Given text below:

Tuesday, December 5, 2017

Gieseking’s Debussy Remastered in Time for Centennial


On the basis of past articles, regular readers should know by now that next year will mark the centennial of the death of Claude Debussy on March 25, 1918. We should therefore be prepared for a generous number of recordings released to mark this occasion. Whether or not Warner Classics deliberately planned to be “first out of the gate,” they have already made their mark with a five-CD box set of Debussy’s piano music performed by Walter Gieseking. This is based on recording sessions at Abbey Road made between 1951 and 1955 with production credits shared by Walter Legge and Geraint Jones. Given those dates, it is no surprise that these are monaural recordings; and the CDs are based on remastering sessions that took place in 2011.

Gieseking is one of those twentieth-century artists who, thanks to his recording legacy, has become something of a cult figure, even without dying at a tragically early age like Dinu Lipatti. There is a tendency to gush over Gieseking, particularly where Debussy is involved. Sadly, in the Warner Classics release, the gushing starts with the very first sentence that Bryce Morrison provides for the accompanying booklet:
It is, perhaps, one of music’s most amusing ironies that the greatest of all Debussy pianists was German.
That first paragraph then continues with:
No pianist in my experience has ever equalled Gieseking in the outer nonchalance but inner concentration of his Debussy, in his uniquely luminous sense of colour and texture.
Curb your enthusiasm, Bryce! As is almost always the case where such cultism is involved, the recordings themselves speak far more powerfully than the self-appointed (anointed?) acolytes. For those familiar with even some of the Debussy catalog of piano works, what matters most in these recordings is Gieseking’s clarity of execution. Those who wish to follow the score pages obsessively can take pleasure from the simple virtue that all the notes are both there and in the right place. Furthermore (and this is what probably matters most in my own book), Gieseking was not one to ride the damper pedal to add his own brand of expressiveness. He appreciated the extent to which Debussy’s music can speak for itself, and nonchalance simply does not figure into the equation.

End of Given text.
Supplied information below:

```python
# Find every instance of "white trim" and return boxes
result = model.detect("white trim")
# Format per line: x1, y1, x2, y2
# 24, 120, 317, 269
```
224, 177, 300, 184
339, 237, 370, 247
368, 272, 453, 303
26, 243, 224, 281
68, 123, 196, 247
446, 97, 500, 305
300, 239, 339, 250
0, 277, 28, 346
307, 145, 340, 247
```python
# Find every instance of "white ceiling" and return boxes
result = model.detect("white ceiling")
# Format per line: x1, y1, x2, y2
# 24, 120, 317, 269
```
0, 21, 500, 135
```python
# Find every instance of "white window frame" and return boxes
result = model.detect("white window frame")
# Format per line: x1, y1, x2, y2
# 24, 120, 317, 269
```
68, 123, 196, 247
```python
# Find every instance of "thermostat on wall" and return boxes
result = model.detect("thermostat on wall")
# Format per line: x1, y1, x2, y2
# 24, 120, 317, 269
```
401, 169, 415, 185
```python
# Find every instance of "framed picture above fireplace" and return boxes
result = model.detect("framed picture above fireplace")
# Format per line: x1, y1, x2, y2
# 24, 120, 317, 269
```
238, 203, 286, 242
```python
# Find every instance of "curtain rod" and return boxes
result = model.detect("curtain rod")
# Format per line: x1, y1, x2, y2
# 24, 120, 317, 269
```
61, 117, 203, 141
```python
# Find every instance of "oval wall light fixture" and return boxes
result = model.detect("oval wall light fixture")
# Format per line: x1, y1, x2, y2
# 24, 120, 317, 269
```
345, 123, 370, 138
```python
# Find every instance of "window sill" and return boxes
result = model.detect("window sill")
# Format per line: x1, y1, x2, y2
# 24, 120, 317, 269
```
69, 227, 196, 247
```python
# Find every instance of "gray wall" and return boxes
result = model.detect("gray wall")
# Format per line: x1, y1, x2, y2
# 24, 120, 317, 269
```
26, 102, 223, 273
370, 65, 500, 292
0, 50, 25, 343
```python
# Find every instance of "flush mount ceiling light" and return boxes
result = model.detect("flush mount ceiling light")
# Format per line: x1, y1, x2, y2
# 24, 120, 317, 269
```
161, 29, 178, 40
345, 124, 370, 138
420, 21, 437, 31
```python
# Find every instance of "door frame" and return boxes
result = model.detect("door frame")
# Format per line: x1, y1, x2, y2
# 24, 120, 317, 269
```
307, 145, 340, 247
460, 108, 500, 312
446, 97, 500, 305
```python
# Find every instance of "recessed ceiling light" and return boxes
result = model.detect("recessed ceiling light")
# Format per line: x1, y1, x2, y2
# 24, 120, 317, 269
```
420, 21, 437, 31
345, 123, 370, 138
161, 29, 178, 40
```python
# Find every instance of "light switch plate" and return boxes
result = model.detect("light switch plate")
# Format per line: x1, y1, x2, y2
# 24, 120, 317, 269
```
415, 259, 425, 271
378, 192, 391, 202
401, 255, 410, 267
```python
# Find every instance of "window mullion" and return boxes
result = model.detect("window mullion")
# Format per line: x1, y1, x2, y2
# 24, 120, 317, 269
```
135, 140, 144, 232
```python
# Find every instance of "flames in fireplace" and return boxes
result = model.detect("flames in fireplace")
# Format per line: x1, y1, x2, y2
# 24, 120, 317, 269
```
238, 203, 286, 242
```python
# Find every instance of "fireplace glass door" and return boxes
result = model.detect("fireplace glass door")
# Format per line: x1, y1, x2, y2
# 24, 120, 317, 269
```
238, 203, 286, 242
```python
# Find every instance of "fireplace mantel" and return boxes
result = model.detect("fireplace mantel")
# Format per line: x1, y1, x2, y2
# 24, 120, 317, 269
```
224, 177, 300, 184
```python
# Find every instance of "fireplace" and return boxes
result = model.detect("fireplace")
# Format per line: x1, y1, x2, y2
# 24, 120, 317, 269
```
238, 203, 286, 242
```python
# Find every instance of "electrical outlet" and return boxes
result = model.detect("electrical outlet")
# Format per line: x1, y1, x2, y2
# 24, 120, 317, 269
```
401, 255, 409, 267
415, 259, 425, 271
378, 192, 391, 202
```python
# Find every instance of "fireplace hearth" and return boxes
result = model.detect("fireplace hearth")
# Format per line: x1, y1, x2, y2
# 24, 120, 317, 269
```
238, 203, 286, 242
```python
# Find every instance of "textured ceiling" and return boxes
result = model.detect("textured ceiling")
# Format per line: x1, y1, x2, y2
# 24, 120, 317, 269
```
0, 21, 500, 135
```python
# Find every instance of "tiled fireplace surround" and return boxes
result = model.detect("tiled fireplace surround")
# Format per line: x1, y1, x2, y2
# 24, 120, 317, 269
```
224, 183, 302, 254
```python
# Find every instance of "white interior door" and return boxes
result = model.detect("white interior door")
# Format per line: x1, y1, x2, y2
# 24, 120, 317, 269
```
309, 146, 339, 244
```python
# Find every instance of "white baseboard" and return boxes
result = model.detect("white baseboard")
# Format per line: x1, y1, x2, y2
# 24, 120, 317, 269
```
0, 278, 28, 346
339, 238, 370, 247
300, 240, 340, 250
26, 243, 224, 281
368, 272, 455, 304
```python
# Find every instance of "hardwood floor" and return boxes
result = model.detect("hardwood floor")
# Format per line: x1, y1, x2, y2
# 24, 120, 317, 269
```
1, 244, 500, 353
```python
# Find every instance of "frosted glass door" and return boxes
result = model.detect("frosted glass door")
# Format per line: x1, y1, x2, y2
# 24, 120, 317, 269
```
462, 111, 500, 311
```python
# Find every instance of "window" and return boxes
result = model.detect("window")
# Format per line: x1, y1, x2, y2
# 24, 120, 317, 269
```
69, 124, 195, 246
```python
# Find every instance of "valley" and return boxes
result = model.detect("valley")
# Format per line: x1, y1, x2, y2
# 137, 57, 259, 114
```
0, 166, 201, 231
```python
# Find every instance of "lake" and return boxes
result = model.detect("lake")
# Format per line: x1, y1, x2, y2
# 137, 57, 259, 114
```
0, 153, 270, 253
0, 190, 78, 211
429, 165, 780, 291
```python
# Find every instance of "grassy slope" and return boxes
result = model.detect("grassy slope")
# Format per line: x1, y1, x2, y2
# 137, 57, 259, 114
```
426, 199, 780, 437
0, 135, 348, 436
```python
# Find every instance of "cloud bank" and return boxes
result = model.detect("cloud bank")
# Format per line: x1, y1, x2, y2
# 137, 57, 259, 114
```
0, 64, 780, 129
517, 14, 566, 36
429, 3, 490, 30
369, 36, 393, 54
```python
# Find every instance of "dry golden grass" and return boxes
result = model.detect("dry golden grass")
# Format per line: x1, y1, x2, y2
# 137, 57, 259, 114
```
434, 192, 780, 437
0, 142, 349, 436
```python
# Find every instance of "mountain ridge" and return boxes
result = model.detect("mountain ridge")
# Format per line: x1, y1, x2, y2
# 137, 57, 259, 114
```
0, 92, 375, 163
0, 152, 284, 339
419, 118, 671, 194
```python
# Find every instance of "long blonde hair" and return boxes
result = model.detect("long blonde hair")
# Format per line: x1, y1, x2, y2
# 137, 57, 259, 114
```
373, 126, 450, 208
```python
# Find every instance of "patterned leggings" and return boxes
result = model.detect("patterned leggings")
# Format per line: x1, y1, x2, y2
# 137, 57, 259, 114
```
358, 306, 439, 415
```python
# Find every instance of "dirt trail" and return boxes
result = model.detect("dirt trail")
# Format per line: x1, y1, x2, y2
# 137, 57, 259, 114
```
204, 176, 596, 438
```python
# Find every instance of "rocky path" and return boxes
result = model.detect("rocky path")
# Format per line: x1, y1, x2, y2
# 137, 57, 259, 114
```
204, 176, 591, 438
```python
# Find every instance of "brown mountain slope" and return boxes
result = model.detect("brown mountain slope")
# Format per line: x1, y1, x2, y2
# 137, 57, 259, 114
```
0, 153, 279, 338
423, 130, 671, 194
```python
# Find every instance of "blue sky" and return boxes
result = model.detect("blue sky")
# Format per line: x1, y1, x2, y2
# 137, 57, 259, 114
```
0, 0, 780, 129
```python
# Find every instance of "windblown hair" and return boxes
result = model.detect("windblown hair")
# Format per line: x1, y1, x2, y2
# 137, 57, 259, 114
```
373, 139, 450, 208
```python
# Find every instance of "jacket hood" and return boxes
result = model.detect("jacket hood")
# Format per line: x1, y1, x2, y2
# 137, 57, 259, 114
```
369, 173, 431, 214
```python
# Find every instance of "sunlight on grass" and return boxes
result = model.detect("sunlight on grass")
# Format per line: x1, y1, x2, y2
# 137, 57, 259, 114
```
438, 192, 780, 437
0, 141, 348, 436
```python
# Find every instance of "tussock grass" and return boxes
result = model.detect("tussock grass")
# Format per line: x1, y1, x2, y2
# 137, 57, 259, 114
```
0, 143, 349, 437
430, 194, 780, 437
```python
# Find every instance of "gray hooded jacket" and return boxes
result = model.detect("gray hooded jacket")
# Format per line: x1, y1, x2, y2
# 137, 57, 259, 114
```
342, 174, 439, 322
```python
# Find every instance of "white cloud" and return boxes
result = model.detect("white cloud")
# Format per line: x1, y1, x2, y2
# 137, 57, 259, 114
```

End of Supplied information.

Task requirements:
According to the review of Gieseking's Debussy recordings, in which years were the Abbey Road recording sessions made? The items are separate material and have no connection to the review.

Exercise result:
Between 1951 and 1955.